=== WORK INSTRUCTIONS ===
Please copy every one of the records below word for word, leaving the pictures out of your answer.

=== PROVIDED INFORMATION ===

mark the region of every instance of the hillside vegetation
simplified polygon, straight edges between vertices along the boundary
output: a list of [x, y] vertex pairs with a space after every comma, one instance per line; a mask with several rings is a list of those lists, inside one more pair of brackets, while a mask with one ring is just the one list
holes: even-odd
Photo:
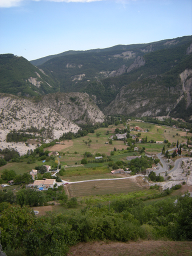
[[[192, 46], [192, 36], [183, 36], [68, 51], [31, 63], [2, 54], [0, 92], [36, 98], [56, 92], [86, 92], [106, 115], [168, 116], [190, 121]], [[68, 107], [72, 112], [73, 106]]]

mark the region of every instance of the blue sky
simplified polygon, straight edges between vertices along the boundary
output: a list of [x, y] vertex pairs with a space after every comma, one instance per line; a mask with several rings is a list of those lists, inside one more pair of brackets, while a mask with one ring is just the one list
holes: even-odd
[[0, 0], [0, 54], [68, 50], [192, 34], [192, 0]]

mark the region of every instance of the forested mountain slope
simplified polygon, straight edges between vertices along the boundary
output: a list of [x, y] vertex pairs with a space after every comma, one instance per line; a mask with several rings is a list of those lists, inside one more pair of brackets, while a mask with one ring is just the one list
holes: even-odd
[[[56, 92], [86, 92], [106, 114], [168, 115], [189, 120], [192, 52], [192, 36], [188, 36], [68, 51], [32, 61], [38, 68], [22, 57], [2, 54], [0, 92], [36, 98]], [[75, 100], [72, 108], [68, 100], [66, 108], [77, 122], [86, 118], [86, 114], [72, 114], [78, 104], [83, 106], [82, 100]]]

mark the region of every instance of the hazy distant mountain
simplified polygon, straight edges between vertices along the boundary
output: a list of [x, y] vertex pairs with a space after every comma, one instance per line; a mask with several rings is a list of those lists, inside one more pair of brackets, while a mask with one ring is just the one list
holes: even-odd
[[25, 96], [54, 92], [56, 80], [22, 57], [0, 54], [0, 92]]
[[188, 120], [192, 115], [192, 36], [188, 36], [68, 51], [31, 63], [2, 54], [0, 92], [27, 96], [86, 92], [106, 114], [169, 115]]

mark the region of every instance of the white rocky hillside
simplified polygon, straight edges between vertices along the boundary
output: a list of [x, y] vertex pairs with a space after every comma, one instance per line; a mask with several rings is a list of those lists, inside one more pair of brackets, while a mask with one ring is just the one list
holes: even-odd
[[[78, 132], [80, 127], [71, 121], [72, 116], [77, 118], [78, 114], [82, 116], [84, 114], [84, 116], [90, 116], [92, 120], [94, 120], [96, 116], [96, 122], [103, 120], [104, 116], [102, 113], [100, 114], [97, 107], [96, 108], [96, 110], [94, 112], [92, 103], [91, 104], [88, 102], [84, 104], [80, 103], [82, 106], [80, 108], [78, 106], [78, 108], [76, 109], [72, 109], [70, 104], [68, 104], [68, 108], [58, 108], [58, 104], [54, 106], [54, 100], [50, 97], [50, 96], [48, 98], [45, 96], [42, 101], [36, 102], [32, 100], [16, 96], [0, 94], [0, 149], [14, 148], [22, 155], [26, 154], [28, 150], [34, 150], [36, 147], [35, 144], [30, 144], [27, 146], [24, 142], [6, 142], [6, 134], [14, 130], [24, 130], [31, 126], [39, 130], [44, 128], [44, 138], [55, 139], [58, 138], [64, 132], [71, 131], [75, 133]], [[86, 98], [87, 98], [86, 96]], [[64, 100], [64, 98], [63, 100]], [[67, 103], [64, 104], [64, 106]], [[62, 106], [61, 101], [60, 102], [60, 105]], [[86, 110], [86, 108], [88, 109]], [[73, 111], [75, 114], [72, 114]], [[100, 119], [100, 114], [102, 116]]]

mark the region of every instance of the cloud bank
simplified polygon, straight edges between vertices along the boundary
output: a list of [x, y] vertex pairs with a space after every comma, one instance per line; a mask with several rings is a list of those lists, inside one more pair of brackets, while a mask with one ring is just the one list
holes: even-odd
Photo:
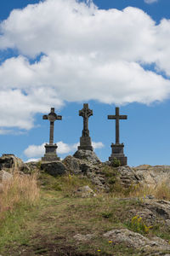
[[36, 113], [66, 102], [168, 99], [169, 41], [170, 20], [137, 8], [46, 0], [13, 10], [0, 24], [2, 55], [18, 53], [0, 65], [0, 126], [31, 129]]
[[[35, 158], [35, 157], [41, 157], [43, 156], [45, 153], [44, 148], [45, 143], [42, 145], [30, 145], [27, 148], [25, 149], [24, 154], [28, 158]], [[68, 154], [71, 152], [74, 152], [77, 149], [77, 146], [79, 143], [74, 143], [74, 144], [67, 144], [63, 142], [58, 142], [57, 143], [57, 153], [58, 154]], [[101, 148], [104, 147], [104, 144], [100, 142], [95, 143], [92, 142], [92, 145], [94, 149], [96, 148]]]
[[144, 0], [144, 2], [145, 2], [146, 3], [153, 3], [157, 2], [157, 0]]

=== RESULT OF THE EXERCISE ===
mark the region of every instance of the hillside vegetation
simplified polygon, straight edges between vertices along the boundary
output: a list of [x, y] vertex pairs with a space after every comma, one instance per line; a mask with several rings is a list of those lists, inside one more pair of brackets, while a mask with one ring is just the one list
holes: even-odd
Photo:
[[[192, 46], [192, 36], [183, 36], [68, 51], [31, 63], [2, 54], [0, 92], [36, 98], [56, 92], [86, 92], [106, 115], [168, 116], [190, 121]], [[68, 107], [72, 112], [73, 106]]]

mark the region of every instance of the blue sky
simplified polygon, straight edges between vertices along the boundary
output: a list of [x, y] vertex pairs with a space after every comma, one instance per line; a mask with several rings is a list of those lists, inside one more pair of brackets, while a mask with one ring is just the one list
holes: even-odd
[[0, 0], [0, 54], [68, 50], [192, 34], [192, 0]]

mark the region of every instance of the forested mountain slope
simplified polygon, straight edges between vertices along the boundary
output: a list of [x, y] vertex pairs with a space after every comma, one instance per line; a mask with several rings is a list of those lists, inside one more pair of brackets, while a mask with one ring is just the one list
holes: even-odd
[[[56, 92], [86, 92], [106, 114], [168, 115], [189, 120], [192, 52], [192, 36], [188, 36], [68, 51], [32, 61], [38, 68], [22, 57], [2, 54], [0, 92], [36, 98]], [[75, 100], [72, 108], [68, 100], [66, 108], [77, 122], [86, 118], [86, 114], [72, 114], [78, 104], [83, 106], [82, 100]]]

mark the region of every instance of the hazy distant mountain
simplified polygon, straight edges between vertices along the boundary
output: a list of [x, y] vertex pairs with a space after every comma, one instance per line; a mask with several rings is a list of those lists, inside one more pair of brackets, while a mask with one ring is just the one list
holes: even-odd
[[25, 96], [54, 92], [56, 80], [22, 57], [0, 54], [0, 92]]
[[188, 120], [192, 115], [192, 36], [188, 36], [68, 51], [31, 63], [2, 54], [0, 92], [27, 96], [86, 92], [106, 114], [169, 115]]

mark the region of every instance of the white rocky hillside
simplified polygon, straight edges between vertices along the boundary
output: a list of [x, y] vertex pairs with a space after every comma, one instance per line; a mask with several rings is a list of those lists, inside one more pair of brackets, while a mask with one ring is just the one list
holes: even-odd
[[[78, 132], [80, 127], [71, 121], [72, 116], [77, 118], [78, 114], [82, 116], [84, 114], [84, 116], [90, 116], [92, 120], [94, 120], [96, 116], [96, 122], [103, 120], [104, 116], [102, 113], [100, 114], [97, 107], [96, 108], [96, 110], [94, 112], [92, 103], [91, 104], [88, 102], [84, 104], [80, 103], [82, 106], [80, 108], [78, 106], [78, 108], [76, 109], [72, 109], [70, 104], [68, 104], [68, 108], [58, 108], [58, 104], [54, 106], [54, 100], [50, 97], [50, 96], [48, 98], [45, 96], [42, 101], [36, 102], [32, 100], [16, 96], [0, 94], [0, 149], [14, 148], [22, 155], [26, 154], [28, 150], [34, 150], [36, 147], [35, 144], [30, 144], [27, 146], [24, 142], [6, 142], [6, 134], [14, 130], [24, 130], [31, 126], [39, 130], [44, 128], [44, 138], [55, 139], [58, 138], [64, 132], [71, 131], [75, 133]], [[86, 98], [87, 98], [86, 96]], [[64, 100], [64, 98], [63, 100]], [[67, 103], [64, 104], [64, 106]], [[62, 106], [61, 101], [60, 102], [60, 105]], [[86, 110], [86, 108], [88, 109]], [[73, 111], [75, 114], [72, 114]], [[100, 119], [100, 114], [102, 116]]]

mark the region of every instance of the cloud bank
simplified polygon, straight edges between vertices along the boundary
output: a list of [x, y] vertex pairs with a space after every comma, one instance per line; a mask with several rings is a list of those lists, inside one more pair of brackets, while a mask with one ring is just the one list
holes: even-odd
Photo:
[[36, 113], [66, 102], [168, 99], [169, 41], [170, 20], [137, 8], [46, 0], [13, 10], [0, 24], [2, 55], [18, 53], [0, 65], [0, 126], [31, 129]]
[[[35, 158], [35, 157], [41, 157], [43, 156], [45, 153], [44, 148], [45, 143], [42, 145], [30, 145], [27, 148], [25, 149], [24, 154], [28, 158]], [[68, 154], [71, 152], [74, 152], [77, 149], [77, 146], [79, 143], [74, 143], [74, 144], [67, 144], [63, 142], [58, 142], [57, 143], [57, 153], [58, 154]], [[101, 148], [104, 147], [104, 144], [100, 142], [95, 143], [92, 142], [92, 145], [94, 149], [96, 148]]]
[[144, 0], [144, 2], [145, 2], [146, 3], [153, 3], [157, 2], [157, 0]]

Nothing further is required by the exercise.